Spatial localization data:
○ ○ ○

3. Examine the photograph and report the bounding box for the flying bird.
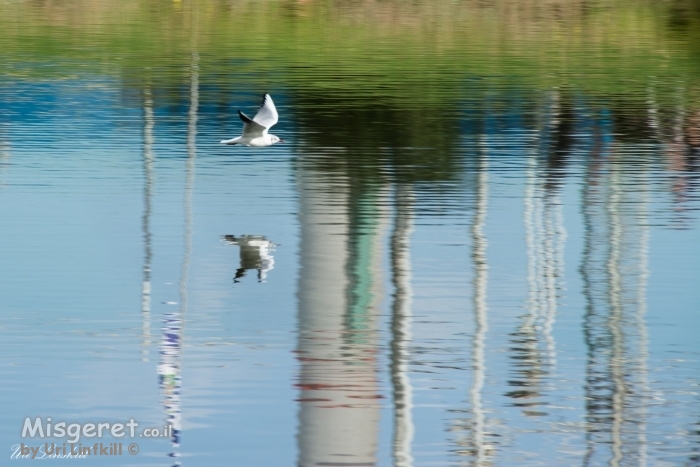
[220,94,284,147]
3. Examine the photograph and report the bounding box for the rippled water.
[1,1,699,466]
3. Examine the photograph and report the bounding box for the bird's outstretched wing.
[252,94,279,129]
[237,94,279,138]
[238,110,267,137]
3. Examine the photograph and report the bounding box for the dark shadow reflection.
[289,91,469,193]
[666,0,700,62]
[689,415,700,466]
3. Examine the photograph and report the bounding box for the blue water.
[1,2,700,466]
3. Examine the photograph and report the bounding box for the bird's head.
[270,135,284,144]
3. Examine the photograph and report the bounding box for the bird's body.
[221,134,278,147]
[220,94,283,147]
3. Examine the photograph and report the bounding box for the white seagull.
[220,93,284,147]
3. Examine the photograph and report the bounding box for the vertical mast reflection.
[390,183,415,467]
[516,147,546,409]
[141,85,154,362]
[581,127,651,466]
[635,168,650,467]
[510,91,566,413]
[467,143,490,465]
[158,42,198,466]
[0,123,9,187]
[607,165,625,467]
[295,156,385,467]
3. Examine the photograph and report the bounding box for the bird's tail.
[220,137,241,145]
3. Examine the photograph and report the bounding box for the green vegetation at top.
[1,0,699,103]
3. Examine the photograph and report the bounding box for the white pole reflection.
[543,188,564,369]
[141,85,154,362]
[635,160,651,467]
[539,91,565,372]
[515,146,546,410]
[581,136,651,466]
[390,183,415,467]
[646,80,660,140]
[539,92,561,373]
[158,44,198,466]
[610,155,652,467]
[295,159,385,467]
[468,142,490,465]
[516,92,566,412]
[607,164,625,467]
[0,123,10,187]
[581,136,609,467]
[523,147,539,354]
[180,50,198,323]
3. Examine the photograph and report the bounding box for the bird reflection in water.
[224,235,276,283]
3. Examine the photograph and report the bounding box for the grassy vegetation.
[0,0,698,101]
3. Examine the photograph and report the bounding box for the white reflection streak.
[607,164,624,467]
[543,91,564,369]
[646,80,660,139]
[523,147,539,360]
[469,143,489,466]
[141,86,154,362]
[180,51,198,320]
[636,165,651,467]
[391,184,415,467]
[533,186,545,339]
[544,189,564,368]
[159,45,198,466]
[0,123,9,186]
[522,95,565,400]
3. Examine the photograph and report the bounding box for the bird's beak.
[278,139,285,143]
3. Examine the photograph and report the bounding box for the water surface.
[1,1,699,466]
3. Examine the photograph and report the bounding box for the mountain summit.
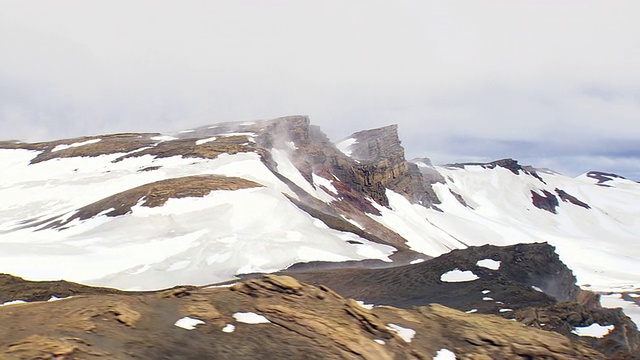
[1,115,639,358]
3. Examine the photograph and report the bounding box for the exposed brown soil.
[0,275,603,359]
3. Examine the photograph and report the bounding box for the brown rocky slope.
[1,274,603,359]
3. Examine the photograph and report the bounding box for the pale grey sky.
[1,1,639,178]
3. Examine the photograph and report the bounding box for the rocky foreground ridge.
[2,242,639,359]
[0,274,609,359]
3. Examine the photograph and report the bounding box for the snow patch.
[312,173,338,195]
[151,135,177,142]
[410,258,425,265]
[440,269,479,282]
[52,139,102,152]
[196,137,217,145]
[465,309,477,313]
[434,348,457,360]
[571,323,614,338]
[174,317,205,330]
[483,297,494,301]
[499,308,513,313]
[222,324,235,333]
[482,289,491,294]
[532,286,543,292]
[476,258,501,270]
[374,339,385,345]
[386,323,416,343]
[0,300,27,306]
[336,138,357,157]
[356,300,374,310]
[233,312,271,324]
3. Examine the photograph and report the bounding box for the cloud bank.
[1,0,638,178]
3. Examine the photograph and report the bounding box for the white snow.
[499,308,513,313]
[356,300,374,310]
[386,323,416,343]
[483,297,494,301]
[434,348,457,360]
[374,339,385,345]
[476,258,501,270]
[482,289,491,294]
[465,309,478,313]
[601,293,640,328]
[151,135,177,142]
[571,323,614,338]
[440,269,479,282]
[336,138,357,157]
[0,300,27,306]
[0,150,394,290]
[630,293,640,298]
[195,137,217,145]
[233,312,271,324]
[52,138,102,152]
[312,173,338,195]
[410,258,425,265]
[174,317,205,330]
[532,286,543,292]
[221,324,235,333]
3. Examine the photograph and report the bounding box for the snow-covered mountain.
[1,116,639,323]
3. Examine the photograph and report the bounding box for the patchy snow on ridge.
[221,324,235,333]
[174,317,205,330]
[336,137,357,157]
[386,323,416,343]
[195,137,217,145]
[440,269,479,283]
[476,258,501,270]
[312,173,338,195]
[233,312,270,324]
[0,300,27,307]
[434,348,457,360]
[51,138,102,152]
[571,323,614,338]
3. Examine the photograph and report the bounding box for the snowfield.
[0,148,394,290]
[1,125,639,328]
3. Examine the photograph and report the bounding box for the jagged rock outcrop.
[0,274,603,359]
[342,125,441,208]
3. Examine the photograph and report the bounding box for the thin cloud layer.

○ ○ ○

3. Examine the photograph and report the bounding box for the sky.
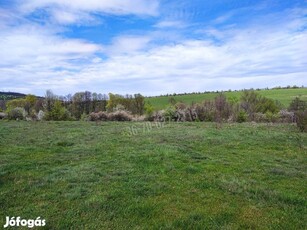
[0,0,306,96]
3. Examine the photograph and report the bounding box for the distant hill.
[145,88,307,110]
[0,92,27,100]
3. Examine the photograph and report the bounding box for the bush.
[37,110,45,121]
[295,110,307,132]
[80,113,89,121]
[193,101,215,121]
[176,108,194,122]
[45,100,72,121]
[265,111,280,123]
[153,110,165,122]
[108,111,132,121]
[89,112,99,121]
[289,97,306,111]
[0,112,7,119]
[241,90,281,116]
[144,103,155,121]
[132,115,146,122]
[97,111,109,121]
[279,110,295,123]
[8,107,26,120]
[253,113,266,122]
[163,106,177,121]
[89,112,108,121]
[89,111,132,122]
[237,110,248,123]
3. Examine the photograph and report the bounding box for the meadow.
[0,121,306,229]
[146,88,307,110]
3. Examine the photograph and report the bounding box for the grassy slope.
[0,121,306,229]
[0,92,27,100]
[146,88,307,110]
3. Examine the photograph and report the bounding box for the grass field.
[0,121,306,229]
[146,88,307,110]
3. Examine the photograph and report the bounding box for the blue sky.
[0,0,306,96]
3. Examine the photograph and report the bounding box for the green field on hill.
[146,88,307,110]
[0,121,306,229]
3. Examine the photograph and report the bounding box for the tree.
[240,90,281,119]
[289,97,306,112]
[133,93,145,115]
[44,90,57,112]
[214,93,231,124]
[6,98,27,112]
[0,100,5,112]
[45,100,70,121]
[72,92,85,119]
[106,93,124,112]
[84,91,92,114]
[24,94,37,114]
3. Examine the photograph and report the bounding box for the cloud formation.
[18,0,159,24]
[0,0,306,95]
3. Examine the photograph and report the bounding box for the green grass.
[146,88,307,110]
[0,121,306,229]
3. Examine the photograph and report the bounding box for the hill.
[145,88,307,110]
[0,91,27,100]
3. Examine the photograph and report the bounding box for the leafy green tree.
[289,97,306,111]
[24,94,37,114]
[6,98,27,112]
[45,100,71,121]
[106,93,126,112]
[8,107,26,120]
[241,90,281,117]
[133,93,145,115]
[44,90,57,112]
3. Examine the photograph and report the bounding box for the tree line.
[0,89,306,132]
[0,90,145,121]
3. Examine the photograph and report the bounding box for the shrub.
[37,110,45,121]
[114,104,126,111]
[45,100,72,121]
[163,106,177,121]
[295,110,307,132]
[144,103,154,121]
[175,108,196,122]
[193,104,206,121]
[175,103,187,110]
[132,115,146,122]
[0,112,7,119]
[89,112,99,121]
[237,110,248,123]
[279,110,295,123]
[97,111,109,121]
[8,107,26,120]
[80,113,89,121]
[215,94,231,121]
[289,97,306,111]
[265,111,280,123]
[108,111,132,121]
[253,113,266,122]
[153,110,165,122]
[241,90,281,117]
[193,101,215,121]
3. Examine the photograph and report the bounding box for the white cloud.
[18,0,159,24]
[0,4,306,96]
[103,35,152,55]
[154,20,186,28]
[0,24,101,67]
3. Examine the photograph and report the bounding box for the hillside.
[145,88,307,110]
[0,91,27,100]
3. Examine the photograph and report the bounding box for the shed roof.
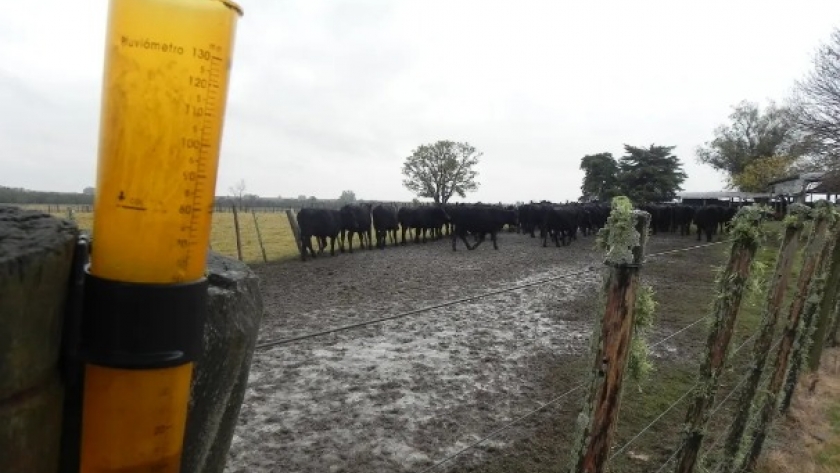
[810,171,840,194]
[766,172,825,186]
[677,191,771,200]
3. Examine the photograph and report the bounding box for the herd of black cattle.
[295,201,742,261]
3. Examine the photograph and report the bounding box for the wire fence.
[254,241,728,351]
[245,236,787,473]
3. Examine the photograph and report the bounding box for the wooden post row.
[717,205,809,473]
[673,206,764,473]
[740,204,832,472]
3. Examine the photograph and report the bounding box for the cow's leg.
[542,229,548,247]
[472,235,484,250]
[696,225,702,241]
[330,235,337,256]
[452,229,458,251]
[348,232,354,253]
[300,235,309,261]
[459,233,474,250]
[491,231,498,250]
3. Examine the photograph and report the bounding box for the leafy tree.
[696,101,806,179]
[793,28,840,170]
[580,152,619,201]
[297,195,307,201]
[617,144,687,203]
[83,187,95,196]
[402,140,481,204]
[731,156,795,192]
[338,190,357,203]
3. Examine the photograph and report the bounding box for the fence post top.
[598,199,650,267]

○ ○ ○

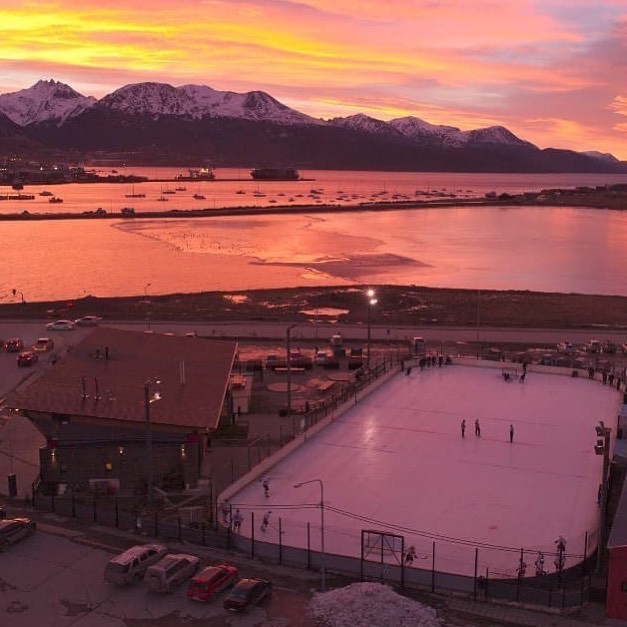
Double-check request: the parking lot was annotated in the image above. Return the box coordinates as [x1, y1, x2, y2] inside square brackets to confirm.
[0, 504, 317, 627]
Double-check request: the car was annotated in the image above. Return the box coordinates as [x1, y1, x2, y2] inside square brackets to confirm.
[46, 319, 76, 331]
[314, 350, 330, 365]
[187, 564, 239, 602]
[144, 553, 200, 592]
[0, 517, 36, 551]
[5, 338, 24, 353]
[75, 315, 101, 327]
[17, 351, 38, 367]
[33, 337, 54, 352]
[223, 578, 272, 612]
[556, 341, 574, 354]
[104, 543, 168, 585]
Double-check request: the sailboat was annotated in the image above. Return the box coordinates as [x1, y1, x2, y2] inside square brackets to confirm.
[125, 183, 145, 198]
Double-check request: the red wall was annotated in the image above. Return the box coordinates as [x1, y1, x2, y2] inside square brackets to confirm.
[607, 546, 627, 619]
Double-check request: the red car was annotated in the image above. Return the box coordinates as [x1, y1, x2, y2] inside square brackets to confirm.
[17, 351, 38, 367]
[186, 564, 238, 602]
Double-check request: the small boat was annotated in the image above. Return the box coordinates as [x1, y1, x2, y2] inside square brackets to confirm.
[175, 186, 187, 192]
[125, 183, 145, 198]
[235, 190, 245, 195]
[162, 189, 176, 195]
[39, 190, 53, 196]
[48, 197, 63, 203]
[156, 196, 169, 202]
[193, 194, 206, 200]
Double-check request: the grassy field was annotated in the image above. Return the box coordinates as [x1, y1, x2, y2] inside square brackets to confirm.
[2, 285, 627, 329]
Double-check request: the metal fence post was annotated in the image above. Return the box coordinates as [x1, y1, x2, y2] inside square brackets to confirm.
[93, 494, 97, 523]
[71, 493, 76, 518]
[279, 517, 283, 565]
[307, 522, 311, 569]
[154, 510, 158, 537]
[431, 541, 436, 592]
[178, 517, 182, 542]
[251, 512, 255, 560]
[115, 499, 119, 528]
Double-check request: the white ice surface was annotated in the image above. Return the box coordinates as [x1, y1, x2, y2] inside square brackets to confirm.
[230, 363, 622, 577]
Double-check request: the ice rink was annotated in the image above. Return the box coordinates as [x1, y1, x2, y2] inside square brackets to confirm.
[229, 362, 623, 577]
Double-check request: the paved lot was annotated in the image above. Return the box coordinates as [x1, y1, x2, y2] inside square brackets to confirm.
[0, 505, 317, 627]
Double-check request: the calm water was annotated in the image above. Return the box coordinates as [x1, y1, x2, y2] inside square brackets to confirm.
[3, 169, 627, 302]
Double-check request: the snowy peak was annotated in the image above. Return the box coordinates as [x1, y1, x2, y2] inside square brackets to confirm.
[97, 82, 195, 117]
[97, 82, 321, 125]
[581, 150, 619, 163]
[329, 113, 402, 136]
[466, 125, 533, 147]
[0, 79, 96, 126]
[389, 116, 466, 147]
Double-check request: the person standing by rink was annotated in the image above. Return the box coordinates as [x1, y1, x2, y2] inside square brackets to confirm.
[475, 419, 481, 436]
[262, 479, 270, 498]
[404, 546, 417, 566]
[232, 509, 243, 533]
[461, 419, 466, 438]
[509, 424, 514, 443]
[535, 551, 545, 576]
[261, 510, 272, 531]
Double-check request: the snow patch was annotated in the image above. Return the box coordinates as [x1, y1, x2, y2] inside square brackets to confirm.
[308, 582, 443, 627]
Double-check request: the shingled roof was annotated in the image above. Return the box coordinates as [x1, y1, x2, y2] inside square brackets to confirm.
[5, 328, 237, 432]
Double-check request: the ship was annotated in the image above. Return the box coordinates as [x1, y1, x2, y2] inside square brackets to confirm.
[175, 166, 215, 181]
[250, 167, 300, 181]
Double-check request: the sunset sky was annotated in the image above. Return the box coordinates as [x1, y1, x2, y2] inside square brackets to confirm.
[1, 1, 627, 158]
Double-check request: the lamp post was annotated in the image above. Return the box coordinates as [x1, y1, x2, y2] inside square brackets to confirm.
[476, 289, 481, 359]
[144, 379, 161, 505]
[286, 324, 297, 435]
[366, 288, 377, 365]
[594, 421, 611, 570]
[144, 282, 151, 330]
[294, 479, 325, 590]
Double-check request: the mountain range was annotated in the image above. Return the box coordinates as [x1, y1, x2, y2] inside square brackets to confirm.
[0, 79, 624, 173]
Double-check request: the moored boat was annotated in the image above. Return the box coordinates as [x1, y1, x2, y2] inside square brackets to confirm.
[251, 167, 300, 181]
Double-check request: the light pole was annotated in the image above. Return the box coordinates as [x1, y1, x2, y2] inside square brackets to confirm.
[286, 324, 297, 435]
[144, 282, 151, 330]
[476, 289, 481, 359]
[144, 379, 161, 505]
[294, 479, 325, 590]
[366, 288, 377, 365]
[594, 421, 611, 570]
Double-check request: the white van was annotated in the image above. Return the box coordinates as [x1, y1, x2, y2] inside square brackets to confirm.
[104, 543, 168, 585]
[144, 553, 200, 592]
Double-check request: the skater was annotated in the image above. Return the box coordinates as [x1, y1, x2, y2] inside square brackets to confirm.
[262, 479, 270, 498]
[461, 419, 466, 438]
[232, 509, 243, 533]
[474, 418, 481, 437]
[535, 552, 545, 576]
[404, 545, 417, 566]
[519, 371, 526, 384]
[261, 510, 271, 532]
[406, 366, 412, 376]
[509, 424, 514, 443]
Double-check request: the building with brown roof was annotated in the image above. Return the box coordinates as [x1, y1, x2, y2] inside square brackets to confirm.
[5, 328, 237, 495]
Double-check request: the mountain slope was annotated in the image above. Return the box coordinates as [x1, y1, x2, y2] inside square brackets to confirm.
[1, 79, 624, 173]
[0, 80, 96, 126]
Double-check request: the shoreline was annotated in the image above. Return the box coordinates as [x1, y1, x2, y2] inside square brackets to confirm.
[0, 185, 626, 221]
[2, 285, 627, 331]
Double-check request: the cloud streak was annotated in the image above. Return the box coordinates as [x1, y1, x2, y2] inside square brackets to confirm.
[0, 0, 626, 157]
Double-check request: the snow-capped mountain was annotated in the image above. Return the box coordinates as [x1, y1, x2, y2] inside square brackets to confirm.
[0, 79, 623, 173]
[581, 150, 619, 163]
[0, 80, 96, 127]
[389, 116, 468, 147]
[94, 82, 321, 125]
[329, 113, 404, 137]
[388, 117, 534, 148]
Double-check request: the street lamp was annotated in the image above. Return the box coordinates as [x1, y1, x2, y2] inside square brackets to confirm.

○ ○ ○

A verbatim transcription is needed of the lines above, starting at the line with "the snow-covered mountain." and ending at the line with "thin cloud layer.", both included, and of nothing else.

Solved exercise
3. Examine the photograph and report the bounding box for the snow-covered mountain.
[1,116,639,323]
3. Examine the photograph and report the bounding box for the patchy snow on ridge.
[221,324,235,333]
[174,317,205,330]
[336,137,357,157]
[386,323,416,343]
[195,137,217,145]
[440,269,479,283]
[476,258,501,270]
[312,173,338,195]
[233,312,270,324]
[0,300,27,307]
[434,348,457,360]
[51,138,102,152]
[571,323,614,338]
3. Examine the photograph and report the bounding box for the snowfield.
[0,148,394,290]
[1,125,639,328]
3. Examine the photograph and report the bounding box for the jagged rock outcrop.
[0,274,603,359]
[342,125,441,208]
3. Examine the photograph and report the bounding box for the thin cloud layer.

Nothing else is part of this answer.